→ **SET PROBLEM 1**:
Select each line of the rows below that contains the word "will".

→ **TEXT TO READ**:
A weekly web column by Roger A. Baylor.
Last week I found myself in the highly peculiar position of agreeing with Charlie Papazian, founder of the Brewers Association, in reference to the great "craft versus crafty" controversy of 2012.
Given my rhetorical history with Charlie, which began in 1994 with (shall we say) differing opinions of the longstanding brand name dispute between the two Budweisers, Czech and American, this occurrence left me a wee bit disoriented.
As if on cue, the Internet promptly disgorged evidence that the Bud War rages on, eighteen years after Charlie refused to discuss it with me.
Talks collapse in fight over Budweiser name (USA Today)
CESKE BUDEJOVICE, Czech Republic (AP) — They've been arguing about a name for 106 years. A small brewer in the Czech Republic and the world's biggest beer maker have been suing each other over the right to put the word Budweiser on their bottles.
The dispute appears likely to continue a while longer now, because settlement talks between state-owned Budejovicky Budvar and Anheuser-Busch, a U.S. company now part of AB InBev, have collapsed, according to Budvar's director general, Jiri Bocek.
I was compelled to unearth "Anheuser-Busch, Gone Home," an essay from 1997, to illustrate that I'd been right all along, and Charlie wrong, which got me thinking about Ceske Budejovice and the great times I've had there, which in turn reminded me that those three lagers from Kout na Šumavě that we're pouring at the Public House now are quite good ... and boy, could I use some good, old-fashioned Boemian pork and dumplings with a side of head cheese, vinegar and onion.

→ **RECORDS FOR THE TASK**:

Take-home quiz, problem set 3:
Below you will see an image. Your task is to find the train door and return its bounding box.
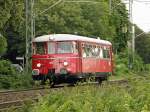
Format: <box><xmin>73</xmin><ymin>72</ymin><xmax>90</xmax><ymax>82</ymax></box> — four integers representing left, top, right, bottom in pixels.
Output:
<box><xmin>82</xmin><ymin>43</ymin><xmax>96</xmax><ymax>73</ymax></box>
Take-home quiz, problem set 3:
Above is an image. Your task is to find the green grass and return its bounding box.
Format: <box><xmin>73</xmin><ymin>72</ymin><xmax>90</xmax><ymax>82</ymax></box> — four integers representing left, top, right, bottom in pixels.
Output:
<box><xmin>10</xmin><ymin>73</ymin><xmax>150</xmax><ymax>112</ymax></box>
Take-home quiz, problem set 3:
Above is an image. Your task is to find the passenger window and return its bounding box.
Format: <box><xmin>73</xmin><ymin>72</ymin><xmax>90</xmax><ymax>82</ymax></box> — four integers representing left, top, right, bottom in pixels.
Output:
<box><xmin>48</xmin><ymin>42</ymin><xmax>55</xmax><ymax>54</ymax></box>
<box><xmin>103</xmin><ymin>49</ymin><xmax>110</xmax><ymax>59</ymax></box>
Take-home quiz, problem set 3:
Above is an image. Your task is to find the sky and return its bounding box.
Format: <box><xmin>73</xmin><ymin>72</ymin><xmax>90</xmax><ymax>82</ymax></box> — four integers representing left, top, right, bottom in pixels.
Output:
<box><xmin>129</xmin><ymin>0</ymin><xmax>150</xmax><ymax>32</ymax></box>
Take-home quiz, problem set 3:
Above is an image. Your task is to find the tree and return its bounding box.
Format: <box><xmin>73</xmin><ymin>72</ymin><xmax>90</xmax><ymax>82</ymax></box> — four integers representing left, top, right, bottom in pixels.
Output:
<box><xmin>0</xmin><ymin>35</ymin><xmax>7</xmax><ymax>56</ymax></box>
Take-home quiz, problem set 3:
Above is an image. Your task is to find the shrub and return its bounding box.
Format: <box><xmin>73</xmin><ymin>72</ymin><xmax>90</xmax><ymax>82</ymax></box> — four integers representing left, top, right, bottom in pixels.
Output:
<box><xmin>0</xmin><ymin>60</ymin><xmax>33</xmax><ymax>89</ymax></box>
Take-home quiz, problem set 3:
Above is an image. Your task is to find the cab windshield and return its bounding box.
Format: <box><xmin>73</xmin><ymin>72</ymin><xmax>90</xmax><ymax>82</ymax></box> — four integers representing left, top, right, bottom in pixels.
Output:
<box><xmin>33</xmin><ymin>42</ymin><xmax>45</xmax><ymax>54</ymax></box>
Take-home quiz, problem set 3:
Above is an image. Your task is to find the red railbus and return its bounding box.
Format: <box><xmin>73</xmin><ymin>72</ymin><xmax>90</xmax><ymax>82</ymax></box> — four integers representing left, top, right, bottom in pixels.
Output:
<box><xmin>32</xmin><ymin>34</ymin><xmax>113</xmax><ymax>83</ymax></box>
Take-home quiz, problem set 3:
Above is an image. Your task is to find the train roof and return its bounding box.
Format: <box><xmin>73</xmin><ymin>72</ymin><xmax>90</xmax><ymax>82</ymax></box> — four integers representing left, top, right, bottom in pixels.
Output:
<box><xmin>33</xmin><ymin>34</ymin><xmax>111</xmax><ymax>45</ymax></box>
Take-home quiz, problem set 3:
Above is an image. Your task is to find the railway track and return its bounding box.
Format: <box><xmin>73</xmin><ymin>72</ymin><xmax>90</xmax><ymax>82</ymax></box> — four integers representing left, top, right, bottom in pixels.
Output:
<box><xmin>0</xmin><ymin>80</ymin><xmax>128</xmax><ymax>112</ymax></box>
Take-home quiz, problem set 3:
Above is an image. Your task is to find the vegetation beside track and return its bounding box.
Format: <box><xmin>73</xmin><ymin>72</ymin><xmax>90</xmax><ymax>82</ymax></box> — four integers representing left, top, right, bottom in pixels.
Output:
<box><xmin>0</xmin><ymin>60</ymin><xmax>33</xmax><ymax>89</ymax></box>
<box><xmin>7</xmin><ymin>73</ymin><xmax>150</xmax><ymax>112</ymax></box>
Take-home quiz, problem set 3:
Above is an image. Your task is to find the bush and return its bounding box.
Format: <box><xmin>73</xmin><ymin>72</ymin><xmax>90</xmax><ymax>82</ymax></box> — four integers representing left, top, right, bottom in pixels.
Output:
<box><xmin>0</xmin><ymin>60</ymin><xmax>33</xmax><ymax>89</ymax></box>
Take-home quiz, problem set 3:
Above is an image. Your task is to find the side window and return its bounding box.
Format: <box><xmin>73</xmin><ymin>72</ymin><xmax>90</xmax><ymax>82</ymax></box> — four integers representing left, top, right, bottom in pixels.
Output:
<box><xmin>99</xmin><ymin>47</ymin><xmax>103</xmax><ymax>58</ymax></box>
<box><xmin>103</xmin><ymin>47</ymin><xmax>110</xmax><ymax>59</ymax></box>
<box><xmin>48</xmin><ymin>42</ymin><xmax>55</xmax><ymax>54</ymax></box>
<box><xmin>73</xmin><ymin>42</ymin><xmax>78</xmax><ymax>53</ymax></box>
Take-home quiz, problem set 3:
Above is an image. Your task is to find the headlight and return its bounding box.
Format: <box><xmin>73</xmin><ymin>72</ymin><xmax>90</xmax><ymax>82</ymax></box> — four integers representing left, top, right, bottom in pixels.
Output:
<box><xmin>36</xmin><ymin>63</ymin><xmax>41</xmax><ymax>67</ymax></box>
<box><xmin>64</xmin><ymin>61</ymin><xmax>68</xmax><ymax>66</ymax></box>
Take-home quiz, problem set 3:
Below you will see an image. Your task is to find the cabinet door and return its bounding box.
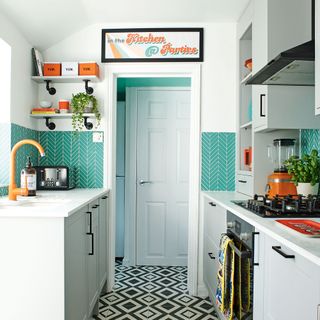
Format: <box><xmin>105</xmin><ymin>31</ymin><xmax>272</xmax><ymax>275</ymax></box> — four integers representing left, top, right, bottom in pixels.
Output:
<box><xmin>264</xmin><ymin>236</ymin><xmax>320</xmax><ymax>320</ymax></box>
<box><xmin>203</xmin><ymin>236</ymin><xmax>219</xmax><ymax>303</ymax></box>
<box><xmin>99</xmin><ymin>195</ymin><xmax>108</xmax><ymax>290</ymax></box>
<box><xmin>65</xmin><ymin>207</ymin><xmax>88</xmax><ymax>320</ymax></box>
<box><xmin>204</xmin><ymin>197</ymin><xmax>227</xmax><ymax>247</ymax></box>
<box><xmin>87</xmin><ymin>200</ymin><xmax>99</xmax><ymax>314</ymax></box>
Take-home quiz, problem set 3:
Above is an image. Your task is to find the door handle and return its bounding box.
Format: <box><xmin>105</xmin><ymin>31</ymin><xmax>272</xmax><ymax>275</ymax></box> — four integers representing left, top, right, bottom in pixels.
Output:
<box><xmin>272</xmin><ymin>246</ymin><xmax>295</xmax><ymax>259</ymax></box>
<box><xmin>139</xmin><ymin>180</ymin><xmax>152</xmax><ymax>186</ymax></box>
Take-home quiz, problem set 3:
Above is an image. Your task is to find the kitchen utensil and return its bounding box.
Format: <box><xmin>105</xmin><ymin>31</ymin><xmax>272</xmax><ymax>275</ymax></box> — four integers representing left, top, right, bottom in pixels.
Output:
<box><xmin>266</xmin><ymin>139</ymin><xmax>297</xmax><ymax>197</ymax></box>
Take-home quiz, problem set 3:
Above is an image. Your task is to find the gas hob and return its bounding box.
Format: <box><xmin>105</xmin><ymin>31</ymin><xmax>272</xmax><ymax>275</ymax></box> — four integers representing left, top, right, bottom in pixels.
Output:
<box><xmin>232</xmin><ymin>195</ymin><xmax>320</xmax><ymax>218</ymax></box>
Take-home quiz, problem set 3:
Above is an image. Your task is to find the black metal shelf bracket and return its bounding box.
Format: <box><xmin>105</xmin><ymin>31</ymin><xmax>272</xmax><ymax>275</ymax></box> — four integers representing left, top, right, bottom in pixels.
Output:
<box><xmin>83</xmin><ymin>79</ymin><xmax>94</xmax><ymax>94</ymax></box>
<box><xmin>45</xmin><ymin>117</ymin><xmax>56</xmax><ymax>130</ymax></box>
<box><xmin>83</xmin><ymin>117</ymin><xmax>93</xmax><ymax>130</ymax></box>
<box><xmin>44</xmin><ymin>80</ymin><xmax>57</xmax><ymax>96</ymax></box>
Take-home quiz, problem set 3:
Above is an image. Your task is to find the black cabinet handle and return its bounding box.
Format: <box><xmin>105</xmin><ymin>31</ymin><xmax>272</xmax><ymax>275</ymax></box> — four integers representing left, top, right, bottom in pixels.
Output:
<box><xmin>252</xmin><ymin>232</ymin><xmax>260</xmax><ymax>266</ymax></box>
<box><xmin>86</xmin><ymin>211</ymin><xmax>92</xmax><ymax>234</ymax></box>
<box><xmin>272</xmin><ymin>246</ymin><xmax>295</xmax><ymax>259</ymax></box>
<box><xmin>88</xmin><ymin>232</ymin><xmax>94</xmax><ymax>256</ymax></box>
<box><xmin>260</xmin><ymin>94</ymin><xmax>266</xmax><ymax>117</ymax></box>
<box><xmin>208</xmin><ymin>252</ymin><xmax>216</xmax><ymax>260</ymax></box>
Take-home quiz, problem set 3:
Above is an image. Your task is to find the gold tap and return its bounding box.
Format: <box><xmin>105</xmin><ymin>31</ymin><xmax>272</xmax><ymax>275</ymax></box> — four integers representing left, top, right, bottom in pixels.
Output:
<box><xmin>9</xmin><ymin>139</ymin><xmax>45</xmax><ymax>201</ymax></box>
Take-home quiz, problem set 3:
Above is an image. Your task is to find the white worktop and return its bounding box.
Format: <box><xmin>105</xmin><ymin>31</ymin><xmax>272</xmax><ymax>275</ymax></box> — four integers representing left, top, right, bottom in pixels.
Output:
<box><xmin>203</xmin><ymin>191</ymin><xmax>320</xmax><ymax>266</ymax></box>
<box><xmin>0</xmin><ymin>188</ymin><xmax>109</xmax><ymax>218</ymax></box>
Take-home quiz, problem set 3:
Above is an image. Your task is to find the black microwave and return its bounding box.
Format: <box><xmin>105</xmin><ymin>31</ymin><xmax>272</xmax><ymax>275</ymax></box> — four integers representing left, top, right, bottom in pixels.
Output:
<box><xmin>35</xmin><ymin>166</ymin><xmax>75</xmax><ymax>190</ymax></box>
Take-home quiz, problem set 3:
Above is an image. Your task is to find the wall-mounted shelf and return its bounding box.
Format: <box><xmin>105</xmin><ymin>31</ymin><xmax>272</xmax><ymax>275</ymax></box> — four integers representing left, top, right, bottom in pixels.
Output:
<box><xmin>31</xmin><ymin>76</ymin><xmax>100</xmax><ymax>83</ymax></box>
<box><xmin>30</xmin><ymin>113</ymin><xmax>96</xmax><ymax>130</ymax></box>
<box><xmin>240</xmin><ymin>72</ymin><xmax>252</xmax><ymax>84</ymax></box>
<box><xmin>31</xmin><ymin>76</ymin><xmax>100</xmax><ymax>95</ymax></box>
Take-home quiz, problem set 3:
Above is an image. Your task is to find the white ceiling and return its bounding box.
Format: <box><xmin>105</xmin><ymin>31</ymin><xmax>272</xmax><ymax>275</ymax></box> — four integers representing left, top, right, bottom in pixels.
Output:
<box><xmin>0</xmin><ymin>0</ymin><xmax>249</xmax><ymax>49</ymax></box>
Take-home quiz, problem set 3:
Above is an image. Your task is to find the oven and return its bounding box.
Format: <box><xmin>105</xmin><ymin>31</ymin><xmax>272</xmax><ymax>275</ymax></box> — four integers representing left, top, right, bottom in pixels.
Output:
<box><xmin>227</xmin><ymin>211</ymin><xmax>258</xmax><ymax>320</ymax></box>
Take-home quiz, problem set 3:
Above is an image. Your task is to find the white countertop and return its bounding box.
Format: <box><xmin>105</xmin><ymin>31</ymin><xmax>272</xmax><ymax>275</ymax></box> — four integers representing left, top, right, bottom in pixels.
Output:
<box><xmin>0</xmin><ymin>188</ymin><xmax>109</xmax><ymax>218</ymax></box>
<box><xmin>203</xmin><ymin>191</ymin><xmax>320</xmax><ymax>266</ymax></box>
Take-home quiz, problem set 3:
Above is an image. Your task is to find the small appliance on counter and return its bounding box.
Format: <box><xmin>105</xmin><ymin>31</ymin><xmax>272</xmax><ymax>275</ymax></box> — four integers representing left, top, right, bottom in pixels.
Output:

→ **SET PROBLEM 2**:
From the Budweiser column above, copy word for word the passage that opens with the words containing "A weekly web" and closes with "controversy of 2012.".

→ **FULL ANSWER 1**:
Below you will see an image. Your task is to find the train door and return its bounding box.
Below you will see an image. Your task is to find the cabinet door and return its bounding box.

→ **FULL ANSWER 2**:
A weekly web column by Roger A. Baylor.
Last week I found myself in the highly peculiar position of agreeing with Charlie Papazian, founder of the Brewers Association, in reference to the great "craft versus crafty" controversy of 2012.